— Begin PROVIDED DATA —

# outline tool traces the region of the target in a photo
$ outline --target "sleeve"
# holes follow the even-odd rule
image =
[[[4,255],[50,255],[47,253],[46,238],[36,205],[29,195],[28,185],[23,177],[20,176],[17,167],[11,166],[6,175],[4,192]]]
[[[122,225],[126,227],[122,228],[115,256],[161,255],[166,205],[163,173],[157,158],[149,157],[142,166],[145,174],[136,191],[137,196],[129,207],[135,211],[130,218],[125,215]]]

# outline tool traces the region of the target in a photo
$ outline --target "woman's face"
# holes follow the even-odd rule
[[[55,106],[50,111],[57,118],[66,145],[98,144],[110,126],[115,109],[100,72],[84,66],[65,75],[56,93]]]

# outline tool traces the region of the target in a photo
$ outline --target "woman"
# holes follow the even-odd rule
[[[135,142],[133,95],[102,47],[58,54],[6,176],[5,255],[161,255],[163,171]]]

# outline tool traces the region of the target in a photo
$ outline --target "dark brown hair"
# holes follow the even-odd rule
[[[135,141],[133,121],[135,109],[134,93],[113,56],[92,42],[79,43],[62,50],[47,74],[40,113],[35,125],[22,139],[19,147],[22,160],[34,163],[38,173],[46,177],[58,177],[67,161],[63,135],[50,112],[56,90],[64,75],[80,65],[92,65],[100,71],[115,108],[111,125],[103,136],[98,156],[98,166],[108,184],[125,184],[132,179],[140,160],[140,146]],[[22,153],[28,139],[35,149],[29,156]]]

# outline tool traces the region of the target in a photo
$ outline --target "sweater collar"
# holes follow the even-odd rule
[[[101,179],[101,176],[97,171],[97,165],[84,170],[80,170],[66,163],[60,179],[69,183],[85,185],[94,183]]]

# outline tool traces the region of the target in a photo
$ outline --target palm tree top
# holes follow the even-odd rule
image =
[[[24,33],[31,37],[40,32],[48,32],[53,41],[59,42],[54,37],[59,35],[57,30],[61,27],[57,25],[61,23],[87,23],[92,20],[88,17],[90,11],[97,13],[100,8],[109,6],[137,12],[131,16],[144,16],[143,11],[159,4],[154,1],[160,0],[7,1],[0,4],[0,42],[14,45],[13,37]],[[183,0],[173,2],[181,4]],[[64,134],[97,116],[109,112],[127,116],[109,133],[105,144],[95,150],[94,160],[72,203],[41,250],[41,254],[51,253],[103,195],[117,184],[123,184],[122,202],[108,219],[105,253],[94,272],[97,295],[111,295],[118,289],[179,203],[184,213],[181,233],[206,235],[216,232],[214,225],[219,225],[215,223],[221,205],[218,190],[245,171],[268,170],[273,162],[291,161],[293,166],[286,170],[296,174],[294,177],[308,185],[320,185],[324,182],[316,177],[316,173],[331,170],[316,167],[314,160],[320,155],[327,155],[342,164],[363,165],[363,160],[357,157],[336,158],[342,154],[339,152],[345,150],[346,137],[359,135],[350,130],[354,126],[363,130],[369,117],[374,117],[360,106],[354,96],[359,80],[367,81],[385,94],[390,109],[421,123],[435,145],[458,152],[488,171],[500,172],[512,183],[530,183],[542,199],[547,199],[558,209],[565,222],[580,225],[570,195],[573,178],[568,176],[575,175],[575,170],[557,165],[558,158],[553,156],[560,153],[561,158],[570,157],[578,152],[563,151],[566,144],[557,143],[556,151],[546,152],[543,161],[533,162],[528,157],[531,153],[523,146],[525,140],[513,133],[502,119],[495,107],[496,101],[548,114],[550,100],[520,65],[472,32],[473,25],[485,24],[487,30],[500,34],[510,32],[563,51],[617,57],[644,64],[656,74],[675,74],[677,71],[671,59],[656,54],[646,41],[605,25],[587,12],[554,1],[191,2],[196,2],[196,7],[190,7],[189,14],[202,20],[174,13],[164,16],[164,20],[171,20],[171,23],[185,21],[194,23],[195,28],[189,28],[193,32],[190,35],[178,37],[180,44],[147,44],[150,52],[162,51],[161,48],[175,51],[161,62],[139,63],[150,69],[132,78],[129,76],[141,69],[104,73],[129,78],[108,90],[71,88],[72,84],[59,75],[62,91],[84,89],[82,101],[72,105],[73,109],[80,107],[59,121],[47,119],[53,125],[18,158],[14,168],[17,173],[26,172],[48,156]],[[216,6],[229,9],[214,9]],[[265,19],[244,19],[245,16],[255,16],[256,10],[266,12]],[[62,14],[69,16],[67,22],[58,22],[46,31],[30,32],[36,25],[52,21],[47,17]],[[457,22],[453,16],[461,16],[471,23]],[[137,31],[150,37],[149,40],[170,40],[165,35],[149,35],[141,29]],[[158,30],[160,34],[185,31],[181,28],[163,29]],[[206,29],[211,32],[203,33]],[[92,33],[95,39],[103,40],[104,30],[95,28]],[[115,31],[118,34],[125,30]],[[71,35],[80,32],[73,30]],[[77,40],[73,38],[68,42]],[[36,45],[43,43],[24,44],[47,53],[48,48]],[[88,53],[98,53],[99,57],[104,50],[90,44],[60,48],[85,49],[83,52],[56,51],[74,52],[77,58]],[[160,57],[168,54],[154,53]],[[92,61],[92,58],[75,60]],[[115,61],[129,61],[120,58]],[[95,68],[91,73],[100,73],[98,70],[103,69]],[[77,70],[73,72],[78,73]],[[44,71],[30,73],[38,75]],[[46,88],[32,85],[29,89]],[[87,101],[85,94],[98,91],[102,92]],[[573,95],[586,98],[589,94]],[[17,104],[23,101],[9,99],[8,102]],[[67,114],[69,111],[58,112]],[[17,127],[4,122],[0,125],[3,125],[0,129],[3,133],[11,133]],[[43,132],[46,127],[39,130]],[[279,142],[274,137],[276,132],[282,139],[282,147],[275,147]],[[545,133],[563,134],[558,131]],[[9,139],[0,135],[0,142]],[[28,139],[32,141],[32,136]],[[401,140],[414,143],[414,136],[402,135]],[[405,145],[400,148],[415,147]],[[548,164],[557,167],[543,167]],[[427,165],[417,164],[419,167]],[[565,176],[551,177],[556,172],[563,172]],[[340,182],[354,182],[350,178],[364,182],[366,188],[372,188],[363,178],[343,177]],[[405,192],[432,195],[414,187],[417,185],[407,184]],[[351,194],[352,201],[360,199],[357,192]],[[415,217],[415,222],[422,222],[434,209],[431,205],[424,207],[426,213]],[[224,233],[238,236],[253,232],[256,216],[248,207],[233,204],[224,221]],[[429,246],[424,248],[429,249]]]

— End PROVIDED DATA —

REQUIREMENTS:
Output the entries exactly.

COMPLETE ANSWER:
# outline tool traces the region of the target in a photo
$ outline --target "sleeve"
# holes follow the even-odd rule
image =
[[[4,255],[50,255],[47,253],[46,238],[36,205],[29,195],[28,185],[23,177],[20,176],[17,167],[11,166],[6,175],[4,192]]]
[[[122,225],[126,227],[122,228],[115,256],[161,255],[166,205],[163,173],[157,158],[149,157],[142,166],[145,174],[136,191],[137,196],[129,207],[135,211],[130,218],[125,215]]]

# outline tool traces the region of the target in a photo
$ outline --target "woman's face"
# holes follow the even-odd rule
[[[55,106],[50,111],[57,118],[66,145],[98,144],[110,126],[115,109],[100,72],[84,66],[65,75],[56,93]]]

# outline tool traces the region of the target in a photo
$ outline --target "woman"
# holes follow the even-odd rule
[[[135,142],[133,95],[102,47],[58,54],[6,176],[5,255],[161,255],[163,171]]]

# outline tool traces the region of the target in a photo
$ outline --target "dark brown hair"
# holes follow the even-odd rule
[[[135,141],[133,121],[135,109],[134,93],[113,56],[92,42],[79,43],[62,50],[47,74],[40,113],[35,125],[22,139],[19,147],[22,160],[34,163],[38,173],[46,177],[58,177],[67,161],[63,135],[50,112],[56,90],[64,75],[80,65],[92,65],[100,71],[115,108],[111,125],[103,136],[98,156],[98,166],[108,184],[125,184],[132,179],[140,160],[140,146]],[[22,153],[28,139],[35,149],[29,156]]]

# outline tool traces the region of the target in a photo
$ outline --target "sweater collar"
# holes follow the even-odd rule
[[[101,179],[101,176],[97,171],[97,165],[84,170],[80,170],[66,163],[60,179],[69,183],[85,185],[94,183]]]

# outline tool traces the region of the target in a photo
$ outline --target palm tree top
# holes follow the even-odd rule
image =
[[[24,33],[31,37],[40,32],[48,32],[53,41],[59,42],[54,37],[59,35],[57,30],[61,27],[57,25],[61,23],[87,23],[92,20],[88,17],[90,11],[97,13],[100,8],[109,6],[137,12],[131,16],[144,16],[143,11],[159,4],[154,1],[160,0],[7,1],[0,4],[0,42],[14,45],[13,37]],[[183,0],[173,2],[181,4]],[[64,134],[97,116],[109,112],[127,116],[109,133],[105,144],[95,150],[94,160],[72,203],[41,250],[41,254],[51,253],[103,195],[117,184],[123,184],[122,202],[108,219],[105,253],[94,272],[97,295],[111,295],[118,289],[179,203],[184,213],[181,233],[206,235],[216,232],[214,225],[219,225],[215,223],[221,205],[218,190],[245,171],[268,170],[273,162],[291,161],[293,166],[286,170],[296,174],[294,177],[308,185],[320,185],[324,182],[316,177],[316,173],[331,170],[316,167],[314,160],[320,155],[327,155],[342,164],[363,165],[363,160],[357,157],[336,158],[342,154],[339,152],[345,150],[346,137],[359,135],[350,130],[354,126],[363,130],[369,117],[374,117],[360,106],[354,96],[359,80],[367,81],[385,94],[390,109],[421,123],[435,145],[458,152],[488,171],[500,172],[512,183],[530,183],[542,199],[547,199],[558,209],[565,222],[580,225],[570,195],[573,178],[568,176],[575,175],[575,170],[557,165],[558,158],[553,156],[560,153],[561,158],[570,157],[578,152],[563,151],[566,144],[557,143],[556,151],[546,152],[543,161],[533,162],[528,157],[531,153],[523,146],[525,140],[513,133],[502,119],[495,107],[496,101],[548,114],[550,100],[520,65],[472,32],[473,25],[485,24],[487,30],[500,34],[510,32],[563,51],[617,57],[644,64],[656,74],[675,74],[677,71],[671,59],[656,54],[646,41],[605,25],[587,12],[554,1],[191,2],[196,2],[196,7],[190,7],[189,14],[202,20],[174,13],[164,16],[164,20],[171,20],[171,23],[185,21],[194,23],[195,28],[189,28],[193,32],[190,35],[178,37],[180,44],[147,44],[150,52],[162,51],[161,48],[175,51],[161,62],[139,63],[150,69],[132,78],[129,76],[141,69],[104,73],[129,78],[108,90],[71,88],[72,84],[59,75],[62,91],[84,89],[82,101],[72,105],[73,109],[80,107],[59,121],[47,119],[53,125],[18,158],[14,168],[17,173],[26,172],[48,156]],[[216,6],[229,9],[214,9]],[[265,19],[244,19],[245,16],[255,16],[256,10],[266,12]],[[62,14],[69,16],[67,22],[58,22],[46,31],[30,32],[36,25],[52,21],[47,17]],[[457,22],[453,16],[461,16],[471,23]],[[137,31],[150,37],[149,40],[170,40],[165,35],[149,35],[141,29]],[[158,30],[160,34],[185,31],[181,28],[163,29]],[[206,29],[211,32],[203,33]],[[92,33],[95,39],[103,40],[104,30],[95,28]],[[115,31],[118,34],[125,30]],[[71,35],[80,32],[73,30]],[[77,40],[73,38],[68,42]],[[36,45],[43,43],[24,44],[47,53],[48,48]],[[88,53],[98,53],[99,57],[104,50],[90,44],[60,48],[85,49],[83,52],[56,51],[74,52],[77,58]],[[160,57],[168,54],[154,53]],[[92,61],[92,58],[75,60]],[[115,61],[129,61],[120,58]],[[95,68],[91,73],[100,73],[98,70],[103,69]],[[77,70],[73,72],[78,73]],[[44,71],[30,73],[38,75]],[[46,88],[32,85],[29,89]],[[87,101],[85,94],[98,91],[102,92]],[[573,95],[586,98],[589,94]],[[17,104],[23,101],[9,99],[8,102]],[[67,114],[69,111],[58,112]],[[17,127],[4,122],[0,125],[3,125],[0,129],[3,133],[11,133]],[[43,132],[46,127],[39,130]],[[279,142],[274,137],[276,132],[282,139],[282,147],[275,147]],[[545,133],[563,134],[558,131]],[[9,139],[0,135],[0,142]],[[28,139],[32,141],[32,136]],[[401,140],[414,143],[414,136],[402,135]],[[405,145],[400,148],[415,147]],[[548,164],[557,167],[543,167]],[[427,165],[417,164],[419,167]],[[565,176],[551,177],[556,172],[563,172]],[[340,182],[354,182],[350,178],[364,182],[366,188],[372,188],[363,178],[343,177]],[[405,192],[432,195],[414,187],[417,185],[407,184]],[[351,194],[352,201],[360,199],[357,192]],[[415,217],[415,222],[422,222],[434,209],[431,205],[424,207],[426,213]],[[224,233],[238,236],[253,232],[256,216],[248,207],[233,204],[224,221]],[[429,246],[424,248],[429,249]]]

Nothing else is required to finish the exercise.